By Peter Tchir of Academy Securities
The President undid a few things yesterday with a single post on Truth Social yesterday. It sparked a market rally of almost 10% in the S&P 500.
Had we done this on “Liberation Day” I think stocks would have sold off a touch. The tariff rate was close enough to reciprocal that markets would have digested it (I still think true reciprocal would have been better, as it was priced in, but this was close). The 90 days makes a lot of sense as it gives time to actually negotiate, and for importers to think through alternatives (if they need).
But, with the rates China has applied to them, we have raised U.S. overall tariff rates quite a lot since China is a large exporter.
The Do-Over also reduces the risk that Europe or other countries retaliate with tariffs targeted at services (i.e. tech). That is a big deal.
Yesterday’s rally leaves the Nasdaq almost back to its pre-Liberation Day levels. The S&P 500 and Russell 2000 are a bit further away.
My view is that had this policy been announced originally, we would have had a small sell-off as China would have been hit, but no one else would have seen material tariffs, and most would have negotiated anyways. So, should we be back here?
My take is yesterday’s rally got us into the right zone as to where we would be had this been the original deal on Liberation Day. I’d err to the side that we might be at the high end of the range, and that seems to be what the market is telling us at the moment as stocks are down 2%.
Now we can get back to “normal” business (at least until some new major headline hits the tape).
In what direction is the economy is headed? I still think weak, though less weak, less quickly after yesterday’s change. More opportunities for positive developments.

□ □ □

§ TASKS TO CARRY OUT
1. Name every stock market index mentioned in the market commentary.
2. Carry on the market commentary from its final sentence, keeping the same author's voice and subject.
The records that come after the market commentary are separate material and are unrelated to it.

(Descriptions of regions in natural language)

□ □ □

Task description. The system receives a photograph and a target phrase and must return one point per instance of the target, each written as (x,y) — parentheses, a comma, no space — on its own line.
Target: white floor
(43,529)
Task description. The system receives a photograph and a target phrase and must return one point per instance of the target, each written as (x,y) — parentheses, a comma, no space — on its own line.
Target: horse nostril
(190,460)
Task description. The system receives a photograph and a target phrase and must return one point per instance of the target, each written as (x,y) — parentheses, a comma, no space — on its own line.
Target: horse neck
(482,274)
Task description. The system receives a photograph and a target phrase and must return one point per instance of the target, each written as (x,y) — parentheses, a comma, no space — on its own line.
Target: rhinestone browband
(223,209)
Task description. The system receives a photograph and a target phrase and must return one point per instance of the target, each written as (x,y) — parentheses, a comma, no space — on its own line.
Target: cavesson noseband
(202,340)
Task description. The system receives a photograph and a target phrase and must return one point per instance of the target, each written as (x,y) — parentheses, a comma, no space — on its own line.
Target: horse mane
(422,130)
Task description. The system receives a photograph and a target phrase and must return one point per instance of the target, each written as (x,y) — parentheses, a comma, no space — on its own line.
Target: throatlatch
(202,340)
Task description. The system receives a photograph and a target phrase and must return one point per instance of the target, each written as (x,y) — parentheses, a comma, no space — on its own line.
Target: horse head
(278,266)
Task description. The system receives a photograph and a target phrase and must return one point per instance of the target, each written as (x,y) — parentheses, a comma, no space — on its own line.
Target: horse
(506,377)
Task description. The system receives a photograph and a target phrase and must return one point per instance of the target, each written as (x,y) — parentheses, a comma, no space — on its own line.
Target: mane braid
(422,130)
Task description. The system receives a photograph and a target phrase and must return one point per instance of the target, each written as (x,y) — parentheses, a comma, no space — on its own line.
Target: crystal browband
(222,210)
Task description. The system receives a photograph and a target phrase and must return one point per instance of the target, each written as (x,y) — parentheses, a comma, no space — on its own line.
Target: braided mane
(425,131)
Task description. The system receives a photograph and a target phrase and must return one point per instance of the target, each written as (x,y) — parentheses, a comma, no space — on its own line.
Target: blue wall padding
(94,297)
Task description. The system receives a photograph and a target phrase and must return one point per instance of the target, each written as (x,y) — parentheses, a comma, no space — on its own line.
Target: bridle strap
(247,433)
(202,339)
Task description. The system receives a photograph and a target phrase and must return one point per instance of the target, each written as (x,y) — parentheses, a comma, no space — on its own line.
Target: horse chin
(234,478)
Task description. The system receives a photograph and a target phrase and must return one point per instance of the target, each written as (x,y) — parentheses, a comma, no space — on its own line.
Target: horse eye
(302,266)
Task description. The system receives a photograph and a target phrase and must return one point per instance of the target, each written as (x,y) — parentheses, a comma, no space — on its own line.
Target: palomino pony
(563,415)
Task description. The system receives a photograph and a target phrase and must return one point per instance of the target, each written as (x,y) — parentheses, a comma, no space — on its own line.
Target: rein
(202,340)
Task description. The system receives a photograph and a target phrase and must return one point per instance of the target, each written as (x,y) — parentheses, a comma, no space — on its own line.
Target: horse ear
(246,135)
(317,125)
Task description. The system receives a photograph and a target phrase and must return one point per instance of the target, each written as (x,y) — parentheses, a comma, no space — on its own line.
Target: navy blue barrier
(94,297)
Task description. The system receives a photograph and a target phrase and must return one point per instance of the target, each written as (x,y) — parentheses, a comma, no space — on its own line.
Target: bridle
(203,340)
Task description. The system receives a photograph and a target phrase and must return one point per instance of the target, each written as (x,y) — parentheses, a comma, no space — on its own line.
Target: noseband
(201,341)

□ □ □

§ ANSWERS TO THIS EXERCISE
1. S&P 500, Nasdaq, Russell 2000

2.
It is much easier to be bearish bonds again though. The only real budget item that we seemed to get in the last week (now that tariff revenue is delayed for everyone except China) is that the military spending is likely to grow. I was never a big believer in tariff revenue being major relief in the budget negotiations, so I’m not too worried about that aspect of the deficit plan. But we need to see progress on that. I think it is probably a good sign that DOGE seemed to slow down the pace of announcements, as they are likely digging deeper and identifying things that can be changed.
The best news, from my end, would be a pivot to building out industries critical to national security.
Chips, energy, rare earths and critical minerals, ship building, pharmaceuticals are all things we need (I do think we can partner with countries, though I’m not sure if that is on the admin’s agenda or not). Launching plans to get those things going would be great and what I was hoping for from day 1.
Expect markets to be a bit less volatile in the coming days as the news comes in dribs and drabs, but be prepared for more potential market moving headlines (which is maybe why VIX hasn’t dropped as much as it normally would).